Passage fourni:
Le livre est paru en mars 2020 chez Arcanes-érès dans la collection Hypothèses.
Eva-Marie Golder nous en propose une lecture.

Comme toujours, Jean Richard Freymann nous met au travail par son écriture. Il y a plus, cette fois-ci, puis qu’il conclut en disant qu’il considère que le moment est venu pour passer la main. Hélas, il n’est pas encore temps de le laisser tranquille, tant il est vrai que son désir de transmission fait surgir chez l’autre le désir d’en savoir encore un peu plus. Il en parle d’ailleurs en abordant la question de l’amour, du désir et de la demande. Soit, je m’autorise donc une fois de plus de le pousser à en dire davantage, parce que ce livre est dense et plus difficile d’abord que les autres. Il fait apparaître qu’avec la théorie lacanienne, il s’agit d’apprendre une véritable langue. Une langue difficile qui requiert du temps pour être assimilée. Si les deux premiers ouvrages ont été une forme d’initiation à la lecture de Freud par Lacan, je me permets de souligner qu’ici, de toute évidence, nous somme au niveau « advanced » !

Section des données:

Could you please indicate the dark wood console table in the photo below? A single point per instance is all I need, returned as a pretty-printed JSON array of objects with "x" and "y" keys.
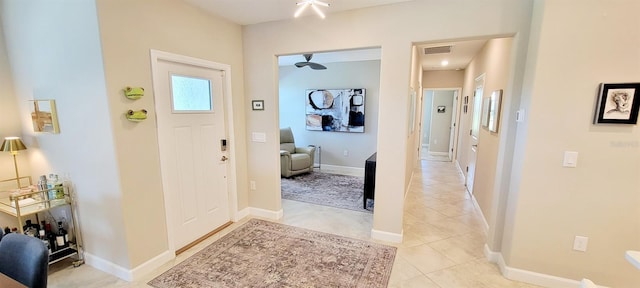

Consignes: Restituez mot pour mot l'intégralité du passage fourni.

Réponse complète:
Le livre est paru en mars 2020 chez Arcanes-érès dans la collection Hypothèses.
Eva-Marie Golder nous en propose une lecture.

Comme toujours, Jean Richard Freymann nous met au travail par son écriture. Il y a plus, cette fois-ci, puis qu’il conclut en disant qu’il considère que le moment est venu pour passer la main. Hélas, il n’est pas encore temps de le laisser tranquille, tant il est vrai que son désir de transmission fait surgir chez l’autre le désir d’en savoir encore un peu plus. Il en parle d’ailleurs en abordant la question de l’amour, du désir et de la demande. Soit, je m’autorise donc une fois de plus de le pousser à en dire davantage, parce que ce livre est dense et plus difficile d’abord que les autres. Il fait apparaître qu’avec la théorie lacanienne, il s’agit d’apprendre une véritable langue. Une langue difficile qui requiert du temps pour être assimilée. Si les deux premiers ouvrages ont été une forme d’initiation à la lecture de Freud par Lacan, je me permets de souligner qu’ici, de toute évidence, nous somme au niveau « advanced » !